RAW RECORDS:
##########
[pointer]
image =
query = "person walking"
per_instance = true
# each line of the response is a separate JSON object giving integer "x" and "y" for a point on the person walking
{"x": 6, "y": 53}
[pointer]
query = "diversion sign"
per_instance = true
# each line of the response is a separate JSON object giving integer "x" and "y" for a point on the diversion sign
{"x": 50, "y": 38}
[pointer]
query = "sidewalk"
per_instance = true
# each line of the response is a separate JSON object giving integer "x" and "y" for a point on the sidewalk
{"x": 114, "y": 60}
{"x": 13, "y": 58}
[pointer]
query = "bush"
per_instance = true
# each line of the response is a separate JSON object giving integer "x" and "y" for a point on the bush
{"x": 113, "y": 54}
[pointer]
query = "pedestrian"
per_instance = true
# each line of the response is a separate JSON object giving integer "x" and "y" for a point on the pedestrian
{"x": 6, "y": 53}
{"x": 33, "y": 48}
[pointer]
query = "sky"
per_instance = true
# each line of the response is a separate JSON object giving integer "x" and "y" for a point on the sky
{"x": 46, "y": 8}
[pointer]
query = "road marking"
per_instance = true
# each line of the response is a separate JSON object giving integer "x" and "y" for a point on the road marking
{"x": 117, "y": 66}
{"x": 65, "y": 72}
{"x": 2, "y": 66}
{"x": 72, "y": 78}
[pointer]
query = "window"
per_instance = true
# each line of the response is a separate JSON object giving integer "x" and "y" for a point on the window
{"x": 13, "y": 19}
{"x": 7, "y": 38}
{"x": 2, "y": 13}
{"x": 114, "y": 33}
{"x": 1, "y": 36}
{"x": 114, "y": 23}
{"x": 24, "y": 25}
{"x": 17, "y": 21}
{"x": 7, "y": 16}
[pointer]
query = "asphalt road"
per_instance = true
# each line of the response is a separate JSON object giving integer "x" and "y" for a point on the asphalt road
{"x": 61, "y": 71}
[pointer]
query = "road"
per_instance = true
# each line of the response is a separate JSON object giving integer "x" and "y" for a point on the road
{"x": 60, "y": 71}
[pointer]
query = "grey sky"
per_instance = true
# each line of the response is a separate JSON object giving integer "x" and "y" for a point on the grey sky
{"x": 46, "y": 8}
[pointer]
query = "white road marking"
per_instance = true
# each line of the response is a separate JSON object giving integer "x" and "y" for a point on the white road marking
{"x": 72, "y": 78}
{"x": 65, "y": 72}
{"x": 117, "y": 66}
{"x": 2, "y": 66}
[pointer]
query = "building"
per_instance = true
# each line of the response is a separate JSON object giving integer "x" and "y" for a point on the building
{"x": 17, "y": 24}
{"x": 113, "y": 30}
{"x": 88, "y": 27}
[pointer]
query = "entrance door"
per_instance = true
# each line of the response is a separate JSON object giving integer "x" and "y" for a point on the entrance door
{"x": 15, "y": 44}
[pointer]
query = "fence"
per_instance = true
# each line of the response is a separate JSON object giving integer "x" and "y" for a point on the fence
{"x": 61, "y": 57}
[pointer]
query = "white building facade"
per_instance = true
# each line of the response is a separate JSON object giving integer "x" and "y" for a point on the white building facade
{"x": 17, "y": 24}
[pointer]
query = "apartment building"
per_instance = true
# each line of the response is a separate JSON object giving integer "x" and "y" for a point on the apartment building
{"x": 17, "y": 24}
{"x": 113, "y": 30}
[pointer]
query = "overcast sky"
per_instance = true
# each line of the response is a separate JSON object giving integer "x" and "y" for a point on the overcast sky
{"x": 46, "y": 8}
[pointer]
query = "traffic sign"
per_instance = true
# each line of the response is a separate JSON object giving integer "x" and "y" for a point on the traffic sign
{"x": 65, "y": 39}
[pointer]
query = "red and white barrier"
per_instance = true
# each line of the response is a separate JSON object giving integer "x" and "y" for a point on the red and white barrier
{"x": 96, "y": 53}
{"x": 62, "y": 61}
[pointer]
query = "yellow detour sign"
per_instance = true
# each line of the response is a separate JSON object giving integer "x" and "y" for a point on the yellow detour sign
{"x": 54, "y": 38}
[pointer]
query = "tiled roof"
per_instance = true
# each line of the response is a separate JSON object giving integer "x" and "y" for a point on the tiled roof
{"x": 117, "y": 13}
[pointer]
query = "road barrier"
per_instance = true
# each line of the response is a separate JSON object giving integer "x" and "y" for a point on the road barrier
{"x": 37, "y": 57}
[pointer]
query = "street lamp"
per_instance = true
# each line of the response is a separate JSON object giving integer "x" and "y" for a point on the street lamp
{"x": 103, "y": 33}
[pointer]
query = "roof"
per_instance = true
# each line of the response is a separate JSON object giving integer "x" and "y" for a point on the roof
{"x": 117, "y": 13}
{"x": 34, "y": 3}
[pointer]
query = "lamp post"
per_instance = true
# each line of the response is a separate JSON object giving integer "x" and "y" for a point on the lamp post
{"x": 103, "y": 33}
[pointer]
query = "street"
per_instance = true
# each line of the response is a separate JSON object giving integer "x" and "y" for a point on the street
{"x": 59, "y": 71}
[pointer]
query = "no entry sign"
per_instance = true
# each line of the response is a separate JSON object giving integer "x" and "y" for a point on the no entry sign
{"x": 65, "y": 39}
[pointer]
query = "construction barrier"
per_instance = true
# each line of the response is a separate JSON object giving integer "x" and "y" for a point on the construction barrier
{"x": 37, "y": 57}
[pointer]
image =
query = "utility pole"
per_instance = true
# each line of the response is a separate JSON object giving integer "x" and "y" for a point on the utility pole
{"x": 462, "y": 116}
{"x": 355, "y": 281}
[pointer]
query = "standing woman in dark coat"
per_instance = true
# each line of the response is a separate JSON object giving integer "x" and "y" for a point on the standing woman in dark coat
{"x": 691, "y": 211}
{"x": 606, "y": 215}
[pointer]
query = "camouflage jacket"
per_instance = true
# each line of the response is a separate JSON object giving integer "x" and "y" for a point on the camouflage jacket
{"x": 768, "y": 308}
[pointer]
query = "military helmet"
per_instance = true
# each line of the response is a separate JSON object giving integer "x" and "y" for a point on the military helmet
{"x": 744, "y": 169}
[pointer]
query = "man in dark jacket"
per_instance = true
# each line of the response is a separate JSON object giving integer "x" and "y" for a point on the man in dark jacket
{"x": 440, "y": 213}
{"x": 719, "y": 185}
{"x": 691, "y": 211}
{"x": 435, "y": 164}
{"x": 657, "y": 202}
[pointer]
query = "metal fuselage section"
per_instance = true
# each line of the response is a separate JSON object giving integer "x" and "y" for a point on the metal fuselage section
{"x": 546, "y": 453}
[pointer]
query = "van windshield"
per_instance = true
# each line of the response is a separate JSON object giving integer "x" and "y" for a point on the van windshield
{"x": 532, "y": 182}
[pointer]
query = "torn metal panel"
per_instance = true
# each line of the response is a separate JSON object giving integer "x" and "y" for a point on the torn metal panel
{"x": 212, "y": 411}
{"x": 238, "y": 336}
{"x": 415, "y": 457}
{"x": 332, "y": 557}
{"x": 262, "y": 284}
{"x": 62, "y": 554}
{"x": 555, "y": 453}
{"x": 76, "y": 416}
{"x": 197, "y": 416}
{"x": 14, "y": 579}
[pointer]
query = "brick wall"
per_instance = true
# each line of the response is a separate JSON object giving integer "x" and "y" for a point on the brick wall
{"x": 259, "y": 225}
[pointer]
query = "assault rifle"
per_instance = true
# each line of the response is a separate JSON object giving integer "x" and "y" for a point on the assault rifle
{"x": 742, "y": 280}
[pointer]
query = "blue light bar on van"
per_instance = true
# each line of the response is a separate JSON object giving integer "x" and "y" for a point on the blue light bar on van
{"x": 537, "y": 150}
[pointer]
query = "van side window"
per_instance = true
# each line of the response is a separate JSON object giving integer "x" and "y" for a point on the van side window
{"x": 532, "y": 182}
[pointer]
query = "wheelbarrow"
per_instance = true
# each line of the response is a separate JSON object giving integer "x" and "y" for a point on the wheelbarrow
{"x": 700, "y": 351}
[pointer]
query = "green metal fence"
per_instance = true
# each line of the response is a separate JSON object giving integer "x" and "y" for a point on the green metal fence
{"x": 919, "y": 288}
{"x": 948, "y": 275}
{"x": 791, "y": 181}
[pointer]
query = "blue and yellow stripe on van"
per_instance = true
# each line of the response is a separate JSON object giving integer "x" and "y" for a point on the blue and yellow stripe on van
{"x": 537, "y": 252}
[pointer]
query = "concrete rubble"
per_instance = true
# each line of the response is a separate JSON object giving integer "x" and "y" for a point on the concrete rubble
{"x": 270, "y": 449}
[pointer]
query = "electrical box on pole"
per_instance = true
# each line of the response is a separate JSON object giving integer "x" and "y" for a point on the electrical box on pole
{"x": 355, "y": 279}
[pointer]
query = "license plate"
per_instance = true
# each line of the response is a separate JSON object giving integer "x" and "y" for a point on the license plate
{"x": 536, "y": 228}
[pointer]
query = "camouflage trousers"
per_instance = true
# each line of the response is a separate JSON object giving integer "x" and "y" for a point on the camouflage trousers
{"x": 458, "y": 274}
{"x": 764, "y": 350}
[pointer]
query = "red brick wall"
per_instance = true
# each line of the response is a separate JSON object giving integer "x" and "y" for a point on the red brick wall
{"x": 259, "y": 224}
##########
TASK DIRECTIONS: Count the lines in the records above that contain the string "traffic". Reply with that number alone.

COMPLETE ANSWER: 2